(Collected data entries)

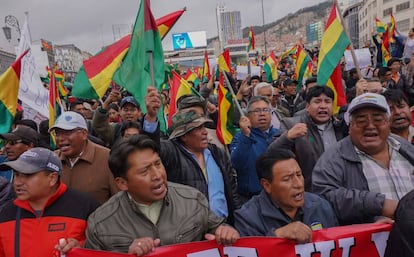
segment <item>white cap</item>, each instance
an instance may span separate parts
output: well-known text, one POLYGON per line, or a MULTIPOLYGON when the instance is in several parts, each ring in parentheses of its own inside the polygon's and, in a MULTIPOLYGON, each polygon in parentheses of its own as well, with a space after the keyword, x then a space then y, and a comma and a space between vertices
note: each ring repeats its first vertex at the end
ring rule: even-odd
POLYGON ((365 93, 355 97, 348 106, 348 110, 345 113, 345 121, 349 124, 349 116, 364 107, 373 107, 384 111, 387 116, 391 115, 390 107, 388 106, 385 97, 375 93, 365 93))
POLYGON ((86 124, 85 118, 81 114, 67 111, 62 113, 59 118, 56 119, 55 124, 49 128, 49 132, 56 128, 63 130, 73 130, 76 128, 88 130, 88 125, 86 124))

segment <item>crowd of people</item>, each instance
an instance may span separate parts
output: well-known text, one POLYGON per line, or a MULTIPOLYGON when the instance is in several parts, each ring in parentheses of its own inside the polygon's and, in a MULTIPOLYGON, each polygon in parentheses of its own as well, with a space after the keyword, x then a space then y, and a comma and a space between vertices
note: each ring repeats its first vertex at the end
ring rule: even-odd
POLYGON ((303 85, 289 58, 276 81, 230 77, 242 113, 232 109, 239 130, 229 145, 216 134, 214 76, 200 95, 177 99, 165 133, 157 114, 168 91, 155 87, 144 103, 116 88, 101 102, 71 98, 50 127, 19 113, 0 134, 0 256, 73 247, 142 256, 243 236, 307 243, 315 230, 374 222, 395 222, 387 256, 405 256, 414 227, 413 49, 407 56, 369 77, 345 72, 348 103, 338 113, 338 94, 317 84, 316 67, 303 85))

--

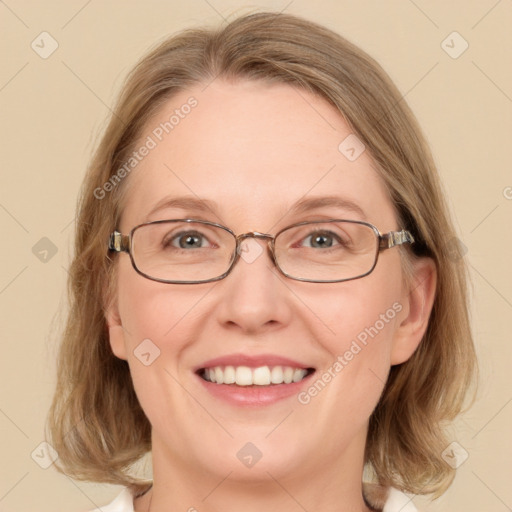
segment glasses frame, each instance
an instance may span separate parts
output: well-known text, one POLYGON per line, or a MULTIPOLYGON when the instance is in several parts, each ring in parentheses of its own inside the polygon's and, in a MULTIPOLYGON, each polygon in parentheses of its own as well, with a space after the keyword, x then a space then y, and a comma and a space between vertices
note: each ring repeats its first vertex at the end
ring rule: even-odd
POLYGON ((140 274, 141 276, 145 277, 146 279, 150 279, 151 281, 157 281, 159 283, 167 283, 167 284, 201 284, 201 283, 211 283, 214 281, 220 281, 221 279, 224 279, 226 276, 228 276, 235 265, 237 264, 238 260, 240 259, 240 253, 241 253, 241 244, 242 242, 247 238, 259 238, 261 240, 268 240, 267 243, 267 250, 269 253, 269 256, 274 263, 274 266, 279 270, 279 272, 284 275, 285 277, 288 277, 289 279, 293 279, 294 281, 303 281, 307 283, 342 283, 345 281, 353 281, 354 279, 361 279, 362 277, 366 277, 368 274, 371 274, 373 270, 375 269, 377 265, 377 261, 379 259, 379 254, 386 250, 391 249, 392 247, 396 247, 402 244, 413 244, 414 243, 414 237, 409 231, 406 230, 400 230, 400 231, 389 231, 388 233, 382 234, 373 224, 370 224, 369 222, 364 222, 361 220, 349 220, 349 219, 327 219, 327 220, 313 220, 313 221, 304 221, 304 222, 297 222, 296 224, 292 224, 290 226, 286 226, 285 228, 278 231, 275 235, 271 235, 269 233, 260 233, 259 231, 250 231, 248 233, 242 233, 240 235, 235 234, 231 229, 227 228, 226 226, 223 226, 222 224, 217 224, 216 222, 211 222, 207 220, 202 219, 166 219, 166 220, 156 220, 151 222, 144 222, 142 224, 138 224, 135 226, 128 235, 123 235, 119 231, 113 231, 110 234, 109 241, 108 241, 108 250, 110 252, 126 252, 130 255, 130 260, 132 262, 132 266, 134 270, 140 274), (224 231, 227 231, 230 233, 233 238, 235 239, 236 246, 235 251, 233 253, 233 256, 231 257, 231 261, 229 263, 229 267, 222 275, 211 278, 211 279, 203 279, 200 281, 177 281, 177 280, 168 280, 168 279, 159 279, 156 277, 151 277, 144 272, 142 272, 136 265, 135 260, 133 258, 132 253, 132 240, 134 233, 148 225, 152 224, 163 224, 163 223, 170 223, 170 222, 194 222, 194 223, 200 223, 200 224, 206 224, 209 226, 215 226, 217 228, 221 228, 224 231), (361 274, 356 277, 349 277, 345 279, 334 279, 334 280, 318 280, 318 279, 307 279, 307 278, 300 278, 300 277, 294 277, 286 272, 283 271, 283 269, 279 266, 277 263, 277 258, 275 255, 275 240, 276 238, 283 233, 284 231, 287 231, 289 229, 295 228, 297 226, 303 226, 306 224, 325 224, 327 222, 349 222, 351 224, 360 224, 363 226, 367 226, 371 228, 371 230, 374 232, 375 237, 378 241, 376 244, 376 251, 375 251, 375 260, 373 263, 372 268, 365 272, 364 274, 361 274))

---

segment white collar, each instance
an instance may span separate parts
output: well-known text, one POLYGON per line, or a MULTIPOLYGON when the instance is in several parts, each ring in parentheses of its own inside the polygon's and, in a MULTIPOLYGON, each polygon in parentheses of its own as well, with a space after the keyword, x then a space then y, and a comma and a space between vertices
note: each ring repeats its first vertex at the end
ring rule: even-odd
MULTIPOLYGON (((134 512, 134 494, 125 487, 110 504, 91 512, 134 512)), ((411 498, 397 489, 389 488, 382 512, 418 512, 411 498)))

REQUIRED ACTION — For each line above that holds the string "segment", provide a copy of that line.

WRITTEN RESPONSE —
segment <item>white cap</item>, each instance
segment <item>crowd of people</item>, each instance
segment glasses frame, each instance
segment white collar, each instance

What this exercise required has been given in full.